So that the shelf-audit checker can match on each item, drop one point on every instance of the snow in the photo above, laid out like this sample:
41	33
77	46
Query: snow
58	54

* SHORT EXERCISE
Can you write out every line of the material above without changing anything?

* OUTPUT FOR THIS EXERCISE
So that the shelf-audit checker can match on each item, drop one point on every instance of the snow in the photo above, laid out like this sample:
41	33
77	46
Query: snow
58	54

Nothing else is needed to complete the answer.